▶ **The problem**: Below are some records; return each one exactly.

▶ **Task inputs**:
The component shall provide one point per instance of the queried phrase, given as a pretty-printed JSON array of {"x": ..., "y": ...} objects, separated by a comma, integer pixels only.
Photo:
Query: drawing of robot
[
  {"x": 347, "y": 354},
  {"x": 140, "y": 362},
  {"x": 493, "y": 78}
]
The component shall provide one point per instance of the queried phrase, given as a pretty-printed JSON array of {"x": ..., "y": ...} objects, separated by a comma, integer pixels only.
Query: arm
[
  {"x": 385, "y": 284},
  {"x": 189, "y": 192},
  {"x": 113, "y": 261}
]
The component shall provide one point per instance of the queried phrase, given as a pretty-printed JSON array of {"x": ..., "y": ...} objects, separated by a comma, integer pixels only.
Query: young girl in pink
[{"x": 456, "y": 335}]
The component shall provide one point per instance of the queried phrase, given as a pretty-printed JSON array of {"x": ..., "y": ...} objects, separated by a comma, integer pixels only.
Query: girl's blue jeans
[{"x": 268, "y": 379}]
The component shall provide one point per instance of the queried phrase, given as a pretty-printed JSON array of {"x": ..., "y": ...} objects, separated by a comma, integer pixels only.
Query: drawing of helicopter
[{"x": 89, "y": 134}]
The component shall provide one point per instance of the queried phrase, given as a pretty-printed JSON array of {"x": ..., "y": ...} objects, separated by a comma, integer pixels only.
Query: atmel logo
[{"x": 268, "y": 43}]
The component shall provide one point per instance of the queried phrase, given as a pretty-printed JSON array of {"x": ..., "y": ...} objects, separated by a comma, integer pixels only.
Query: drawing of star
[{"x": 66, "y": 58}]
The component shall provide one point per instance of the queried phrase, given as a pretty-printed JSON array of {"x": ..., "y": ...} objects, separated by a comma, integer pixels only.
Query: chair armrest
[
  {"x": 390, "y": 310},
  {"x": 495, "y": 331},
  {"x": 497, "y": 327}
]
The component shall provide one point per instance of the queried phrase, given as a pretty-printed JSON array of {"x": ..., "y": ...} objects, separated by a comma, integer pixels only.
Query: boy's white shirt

▶ **Written response**:
The component shall provide one point per instance of the queried phrase, given as a pretty-printed JSON array of {"x": ..., "y": ...} objects, separated by a comma, integer pixels only.
Photo:
Query: drawing of robot
[
  {"x": 347, "y": 354},
  {"x": 140, "y": 362},
  {"x": 493, "y": 78}
]
The component shall provide one point per instance of the queried phrase, given as a pretty-printed JSON array of {"x": ..., "y": ...} objects, separated by a comma, integer pixels only.
Query: arm
[
  {"x": 385, "y": 284},
  {"x": 189, "y": 192},
  {"x": 113, "y": 261}
]
The component shall provide one point per instance of the queried phrase, given as a pretty-printed JSON array of {"x": ..., "y": ...} objects, separated by a comma, integer pixels only.
Query: young girl in pink
[{"x": 456, "y": 335}]
The component shall provide one point per instance of the queried phrase, given as a pretty-printed JSON array of {"x": ..., "y": ...} objects, separated by a comma, integer pixels only.
Query: girl's blue jeans
[{"x": 268, "y": 379}]
The component shall provide one point per instance of the queried phrase, given as a pretty-printed JSON array of {"x": ..., "y": ...} objects, separated by a comma, integer pixels only.
Query: drawing of helicopter
[{"x": 89, "y": 134}]
The component shall provide one point per instance of the queried phrase, given as a pretty-printed JSON array of {"x": ..., "y": ...} objects, separated by a comma, integer pixels only.
Query: atmel logo
[{"x": 268, "y": 43}]
The component shall provide one point per instance of the queried phrase, given as a pretty-printed JSON array of {"x": ..., "y": ...} objects, separated by a comma, integer pixels only.
Query: drawing of star
[{"x": 66, "y": 58}]
The component shall provide one point per instance of the queried phrase, given as a pretty-printed JSON array of {"x": ..., "y": ...} objects, separated by a comma, integer pixels only.
Query: chair armrest
[
  {"x": 390, "y": 310},
  {"x": 495, "y": 331},
  {"x": 497, "y": 327}
]
The component shall provide one point per instance of the queried phrase, given as a pretty-printed JSON array of {"x": ..., "y": ...} objects, separated by a comma, integer pixels only.
Query: boy's white shirt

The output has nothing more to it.